▶ [Task instructions] Reproduce verbatim the final portion of the material below, from the line containing "of the branch" through its last line, and nothing else.

▶ [Data listing]

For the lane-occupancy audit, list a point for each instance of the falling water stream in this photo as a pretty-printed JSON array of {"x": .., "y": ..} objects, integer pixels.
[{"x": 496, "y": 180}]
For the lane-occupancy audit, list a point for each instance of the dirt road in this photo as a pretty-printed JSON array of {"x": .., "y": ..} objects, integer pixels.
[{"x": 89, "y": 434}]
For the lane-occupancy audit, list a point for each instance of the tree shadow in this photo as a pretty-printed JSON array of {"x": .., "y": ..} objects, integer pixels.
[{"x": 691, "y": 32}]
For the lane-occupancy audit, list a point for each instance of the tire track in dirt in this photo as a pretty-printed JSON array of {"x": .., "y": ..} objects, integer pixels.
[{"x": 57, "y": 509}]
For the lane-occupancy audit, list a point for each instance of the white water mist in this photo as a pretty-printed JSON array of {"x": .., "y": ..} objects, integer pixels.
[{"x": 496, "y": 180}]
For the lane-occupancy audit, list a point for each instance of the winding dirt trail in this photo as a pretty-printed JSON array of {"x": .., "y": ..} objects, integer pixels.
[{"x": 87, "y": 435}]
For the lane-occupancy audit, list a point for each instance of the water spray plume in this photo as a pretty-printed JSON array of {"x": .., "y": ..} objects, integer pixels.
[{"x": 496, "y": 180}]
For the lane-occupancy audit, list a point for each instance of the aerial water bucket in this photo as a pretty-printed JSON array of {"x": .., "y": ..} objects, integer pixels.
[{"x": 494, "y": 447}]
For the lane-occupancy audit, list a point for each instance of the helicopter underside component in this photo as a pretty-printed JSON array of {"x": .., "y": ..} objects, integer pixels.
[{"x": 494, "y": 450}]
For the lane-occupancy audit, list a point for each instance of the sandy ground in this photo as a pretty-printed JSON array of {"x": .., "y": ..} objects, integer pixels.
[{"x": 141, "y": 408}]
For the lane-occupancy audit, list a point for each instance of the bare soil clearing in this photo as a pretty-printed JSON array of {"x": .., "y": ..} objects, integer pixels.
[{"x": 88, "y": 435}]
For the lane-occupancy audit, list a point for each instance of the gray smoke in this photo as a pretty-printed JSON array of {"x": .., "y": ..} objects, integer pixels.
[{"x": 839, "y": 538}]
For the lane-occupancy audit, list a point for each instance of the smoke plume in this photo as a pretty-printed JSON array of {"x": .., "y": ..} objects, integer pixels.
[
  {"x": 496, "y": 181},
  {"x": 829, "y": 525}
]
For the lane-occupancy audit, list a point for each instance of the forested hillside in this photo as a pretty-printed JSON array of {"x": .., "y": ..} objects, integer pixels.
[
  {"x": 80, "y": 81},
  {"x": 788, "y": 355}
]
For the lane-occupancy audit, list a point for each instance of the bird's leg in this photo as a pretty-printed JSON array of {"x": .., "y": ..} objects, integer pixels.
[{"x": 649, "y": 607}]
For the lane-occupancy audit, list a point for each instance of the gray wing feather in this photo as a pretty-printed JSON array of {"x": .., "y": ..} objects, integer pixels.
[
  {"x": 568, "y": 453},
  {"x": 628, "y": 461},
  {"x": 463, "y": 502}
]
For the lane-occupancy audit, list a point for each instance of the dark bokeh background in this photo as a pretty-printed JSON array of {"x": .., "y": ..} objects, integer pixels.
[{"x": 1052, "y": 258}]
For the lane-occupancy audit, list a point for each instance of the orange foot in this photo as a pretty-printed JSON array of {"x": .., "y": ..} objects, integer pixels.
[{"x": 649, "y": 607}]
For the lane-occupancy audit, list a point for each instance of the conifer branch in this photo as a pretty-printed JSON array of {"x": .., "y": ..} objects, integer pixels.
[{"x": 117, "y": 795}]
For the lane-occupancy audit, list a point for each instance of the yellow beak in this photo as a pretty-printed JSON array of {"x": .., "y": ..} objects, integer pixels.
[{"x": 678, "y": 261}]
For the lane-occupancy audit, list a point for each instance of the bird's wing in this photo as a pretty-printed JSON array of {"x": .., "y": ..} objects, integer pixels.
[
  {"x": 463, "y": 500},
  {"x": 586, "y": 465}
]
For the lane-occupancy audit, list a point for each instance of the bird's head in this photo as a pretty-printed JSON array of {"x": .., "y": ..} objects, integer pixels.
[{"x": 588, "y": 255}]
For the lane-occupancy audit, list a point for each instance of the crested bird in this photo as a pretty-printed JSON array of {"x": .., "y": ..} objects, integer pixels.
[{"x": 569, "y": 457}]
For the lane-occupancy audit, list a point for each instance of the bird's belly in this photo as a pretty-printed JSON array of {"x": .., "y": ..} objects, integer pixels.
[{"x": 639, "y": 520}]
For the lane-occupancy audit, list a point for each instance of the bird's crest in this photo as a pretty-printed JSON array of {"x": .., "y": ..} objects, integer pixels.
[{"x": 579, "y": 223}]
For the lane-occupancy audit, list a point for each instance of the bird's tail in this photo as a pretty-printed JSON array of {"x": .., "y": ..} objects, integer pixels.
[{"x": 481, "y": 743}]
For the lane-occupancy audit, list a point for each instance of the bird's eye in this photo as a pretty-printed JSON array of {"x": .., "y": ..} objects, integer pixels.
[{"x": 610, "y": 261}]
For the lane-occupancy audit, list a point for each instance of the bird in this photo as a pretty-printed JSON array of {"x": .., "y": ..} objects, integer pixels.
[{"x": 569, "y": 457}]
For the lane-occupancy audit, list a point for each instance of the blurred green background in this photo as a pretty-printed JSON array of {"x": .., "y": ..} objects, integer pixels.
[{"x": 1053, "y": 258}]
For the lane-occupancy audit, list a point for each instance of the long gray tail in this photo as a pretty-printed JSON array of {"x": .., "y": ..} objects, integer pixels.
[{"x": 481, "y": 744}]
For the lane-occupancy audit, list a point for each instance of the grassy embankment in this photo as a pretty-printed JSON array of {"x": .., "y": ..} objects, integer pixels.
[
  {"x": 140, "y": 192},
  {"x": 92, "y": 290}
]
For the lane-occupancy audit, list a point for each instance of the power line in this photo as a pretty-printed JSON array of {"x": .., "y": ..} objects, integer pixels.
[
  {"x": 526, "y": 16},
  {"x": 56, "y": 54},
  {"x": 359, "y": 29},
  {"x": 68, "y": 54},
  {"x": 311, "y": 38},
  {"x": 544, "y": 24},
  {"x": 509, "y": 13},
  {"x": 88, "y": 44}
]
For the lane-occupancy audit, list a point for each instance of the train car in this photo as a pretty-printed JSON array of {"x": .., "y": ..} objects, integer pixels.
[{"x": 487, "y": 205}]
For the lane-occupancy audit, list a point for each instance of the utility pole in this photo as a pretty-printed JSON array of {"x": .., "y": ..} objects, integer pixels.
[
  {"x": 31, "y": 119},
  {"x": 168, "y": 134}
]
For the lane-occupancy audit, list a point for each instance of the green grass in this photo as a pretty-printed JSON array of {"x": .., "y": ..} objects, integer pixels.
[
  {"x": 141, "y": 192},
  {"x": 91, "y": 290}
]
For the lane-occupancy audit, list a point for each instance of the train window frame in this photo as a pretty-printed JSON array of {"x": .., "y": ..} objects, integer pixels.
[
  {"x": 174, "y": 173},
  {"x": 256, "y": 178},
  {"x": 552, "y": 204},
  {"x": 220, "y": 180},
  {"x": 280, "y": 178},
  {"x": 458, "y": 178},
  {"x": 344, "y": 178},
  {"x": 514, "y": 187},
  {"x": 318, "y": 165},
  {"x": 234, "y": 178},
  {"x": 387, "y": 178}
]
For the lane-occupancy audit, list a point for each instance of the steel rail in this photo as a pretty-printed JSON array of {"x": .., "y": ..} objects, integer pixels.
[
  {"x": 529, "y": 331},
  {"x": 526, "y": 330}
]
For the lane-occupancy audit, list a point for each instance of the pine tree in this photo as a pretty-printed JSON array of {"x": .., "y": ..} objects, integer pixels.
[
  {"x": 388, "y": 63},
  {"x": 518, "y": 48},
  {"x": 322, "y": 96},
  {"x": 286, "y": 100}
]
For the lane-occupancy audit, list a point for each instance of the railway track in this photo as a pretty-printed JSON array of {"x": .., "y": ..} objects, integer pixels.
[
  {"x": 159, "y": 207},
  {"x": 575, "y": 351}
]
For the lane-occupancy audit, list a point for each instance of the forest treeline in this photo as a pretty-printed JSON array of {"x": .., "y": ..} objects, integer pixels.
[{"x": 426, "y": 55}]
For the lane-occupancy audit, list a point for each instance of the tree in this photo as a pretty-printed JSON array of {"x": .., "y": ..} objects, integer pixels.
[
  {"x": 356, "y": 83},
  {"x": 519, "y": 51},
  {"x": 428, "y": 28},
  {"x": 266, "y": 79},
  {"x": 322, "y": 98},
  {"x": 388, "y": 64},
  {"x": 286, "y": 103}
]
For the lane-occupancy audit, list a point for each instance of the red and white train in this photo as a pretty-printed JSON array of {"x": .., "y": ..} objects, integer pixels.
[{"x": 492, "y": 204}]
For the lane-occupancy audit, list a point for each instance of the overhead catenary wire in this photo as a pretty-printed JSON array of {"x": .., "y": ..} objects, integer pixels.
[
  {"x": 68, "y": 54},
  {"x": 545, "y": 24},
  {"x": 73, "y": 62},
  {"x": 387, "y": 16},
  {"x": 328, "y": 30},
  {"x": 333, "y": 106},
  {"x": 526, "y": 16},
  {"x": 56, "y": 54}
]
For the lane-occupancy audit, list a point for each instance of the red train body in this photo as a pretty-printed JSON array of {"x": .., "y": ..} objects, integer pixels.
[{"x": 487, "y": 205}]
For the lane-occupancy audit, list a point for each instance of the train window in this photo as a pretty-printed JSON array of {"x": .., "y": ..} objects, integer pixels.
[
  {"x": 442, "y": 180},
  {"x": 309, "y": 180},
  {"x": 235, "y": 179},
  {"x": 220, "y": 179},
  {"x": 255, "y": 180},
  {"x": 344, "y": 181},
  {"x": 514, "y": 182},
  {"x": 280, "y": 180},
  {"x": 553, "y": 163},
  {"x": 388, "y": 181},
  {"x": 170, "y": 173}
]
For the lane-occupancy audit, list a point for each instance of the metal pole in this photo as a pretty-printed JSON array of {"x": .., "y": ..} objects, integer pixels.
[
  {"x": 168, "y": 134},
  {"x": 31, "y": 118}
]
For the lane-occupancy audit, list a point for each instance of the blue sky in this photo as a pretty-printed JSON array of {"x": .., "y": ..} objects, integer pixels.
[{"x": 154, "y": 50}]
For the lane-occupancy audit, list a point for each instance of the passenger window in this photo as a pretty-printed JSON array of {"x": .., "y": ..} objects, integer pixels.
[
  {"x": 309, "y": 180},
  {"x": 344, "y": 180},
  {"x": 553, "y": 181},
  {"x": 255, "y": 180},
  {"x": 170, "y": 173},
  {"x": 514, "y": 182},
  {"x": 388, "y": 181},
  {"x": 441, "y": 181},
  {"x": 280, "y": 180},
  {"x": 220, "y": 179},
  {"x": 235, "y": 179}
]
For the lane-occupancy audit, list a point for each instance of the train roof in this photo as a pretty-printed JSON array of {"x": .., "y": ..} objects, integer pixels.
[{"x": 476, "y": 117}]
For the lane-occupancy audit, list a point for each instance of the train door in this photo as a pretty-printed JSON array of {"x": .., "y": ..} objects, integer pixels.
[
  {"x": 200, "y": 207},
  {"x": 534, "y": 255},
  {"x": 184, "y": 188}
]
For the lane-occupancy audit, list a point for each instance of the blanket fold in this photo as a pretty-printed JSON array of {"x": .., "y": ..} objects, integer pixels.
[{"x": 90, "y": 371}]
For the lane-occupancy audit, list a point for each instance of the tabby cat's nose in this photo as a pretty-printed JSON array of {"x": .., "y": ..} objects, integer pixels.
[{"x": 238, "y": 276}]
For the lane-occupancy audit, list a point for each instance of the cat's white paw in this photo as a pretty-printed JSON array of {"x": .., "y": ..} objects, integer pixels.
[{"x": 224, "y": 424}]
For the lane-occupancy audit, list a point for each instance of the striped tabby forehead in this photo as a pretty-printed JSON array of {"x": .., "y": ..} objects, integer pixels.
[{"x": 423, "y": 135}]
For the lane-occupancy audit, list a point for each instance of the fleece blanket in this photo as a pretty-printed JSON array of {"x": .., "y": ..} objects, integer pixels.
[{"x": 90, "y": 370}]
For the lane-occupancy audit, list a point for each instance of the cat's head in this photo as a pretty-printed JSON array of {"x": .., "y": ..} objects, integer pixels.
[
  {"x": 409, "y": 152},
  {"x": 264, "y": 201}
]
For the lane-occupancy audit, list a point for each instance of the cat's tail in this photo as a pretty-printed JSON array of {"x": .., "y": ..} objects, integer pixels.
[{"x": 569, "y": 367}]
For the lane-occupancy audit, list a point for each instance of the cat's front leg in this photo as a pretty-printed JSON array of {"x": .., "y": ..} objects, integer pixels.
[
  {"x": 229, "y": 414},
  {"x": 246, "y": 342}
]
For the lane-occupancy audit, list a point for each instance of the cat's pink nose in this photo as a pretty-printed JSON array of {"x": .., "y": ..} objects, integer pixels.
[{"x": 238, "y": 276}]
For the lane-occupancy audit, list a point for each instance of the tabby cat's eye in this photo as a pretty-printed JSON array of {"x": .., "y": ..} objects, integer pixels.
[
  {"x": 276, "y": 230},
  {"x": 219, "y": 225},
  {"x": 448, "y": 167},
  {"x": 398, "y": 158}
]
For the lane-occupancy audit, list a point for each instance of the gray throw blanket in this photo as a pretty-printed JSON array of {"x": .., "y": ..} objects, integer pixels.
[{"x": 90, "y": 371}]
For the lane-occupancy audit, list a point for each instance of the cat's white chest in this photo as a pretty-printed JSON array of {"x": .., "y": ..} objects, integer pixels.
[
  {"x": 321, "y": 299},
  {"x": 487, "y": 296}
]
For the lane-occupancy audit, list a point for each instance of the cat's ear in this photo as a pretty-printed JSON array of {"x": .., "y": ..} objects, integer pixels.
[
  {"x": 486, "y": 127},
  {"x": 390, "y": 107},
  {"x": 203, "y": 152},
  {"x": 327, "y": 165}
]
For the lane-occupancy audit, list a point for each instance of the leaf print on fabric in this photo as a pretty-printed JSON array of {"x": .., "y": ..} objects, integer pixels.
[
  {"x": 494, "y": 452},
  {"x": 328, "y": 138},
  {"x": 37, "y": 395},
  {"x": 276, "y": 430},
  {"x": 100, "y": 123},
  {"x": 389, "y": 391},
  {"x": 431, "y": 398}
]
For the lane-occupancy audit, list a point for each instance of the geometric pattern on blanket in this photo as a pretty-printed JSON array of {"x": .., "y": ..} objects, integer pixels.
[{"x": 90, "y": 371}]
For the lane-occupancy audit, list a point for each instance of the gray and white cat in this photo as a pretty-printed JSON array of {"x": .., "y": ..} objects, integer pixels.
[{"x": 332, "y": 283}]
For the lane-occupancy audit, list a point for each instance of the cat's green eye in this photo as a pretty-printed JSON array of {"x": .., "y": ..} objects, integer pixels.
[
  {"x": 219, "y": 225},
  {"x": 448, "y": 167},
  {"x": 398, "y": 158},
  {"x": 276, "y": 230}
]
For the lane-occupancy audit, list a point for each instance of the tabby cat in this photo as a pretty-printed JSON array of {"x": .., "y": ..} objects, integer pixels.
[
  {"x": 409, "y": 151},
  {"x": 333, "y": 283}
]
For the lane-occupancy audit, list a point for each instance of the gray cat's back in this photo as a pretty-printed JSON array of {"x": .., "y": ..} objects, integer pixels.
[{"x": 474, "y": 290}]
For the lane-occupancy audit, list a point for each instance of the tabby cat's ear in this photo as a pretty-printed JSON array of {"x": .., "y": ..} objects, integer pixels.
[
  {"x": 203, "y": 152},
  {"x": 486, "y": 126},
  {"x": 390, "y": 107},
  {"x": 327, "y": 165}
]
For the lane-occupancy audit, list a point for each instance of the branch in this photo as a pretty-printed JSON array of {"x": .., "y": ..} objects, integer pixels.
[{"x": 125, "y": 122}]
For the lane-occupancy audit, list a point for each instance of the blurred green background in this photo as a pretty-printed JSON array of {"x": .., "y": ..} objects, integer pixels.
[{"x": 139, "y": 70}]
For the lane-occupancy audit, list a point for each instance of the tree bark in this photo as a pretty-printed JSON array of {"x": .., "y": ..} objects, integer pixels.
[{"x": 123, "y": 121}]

▶ [Solution]
For the lane-occupancy audit, list a point for each instance of the branch in this photo as a pretty-printed JSON array of {"x": .., "y": ..} objects, integer pixels.
[{"x": 125, "y": 122}]
For the lane-occupancy audit, list a point for each instance of the blurred green background in this photo as a pretty-printed JSON array of {"x": .., "y": ..} objects, integer pixels.
[{"x": 139, "y": 70}]
For the lane-occupancy audit, list a point for each instance of the tree bark in this photo as a pretty-printed JSON array of {"x": .., "y": ..} objects, integer pixels.
[{"x": 123, "y": 121}]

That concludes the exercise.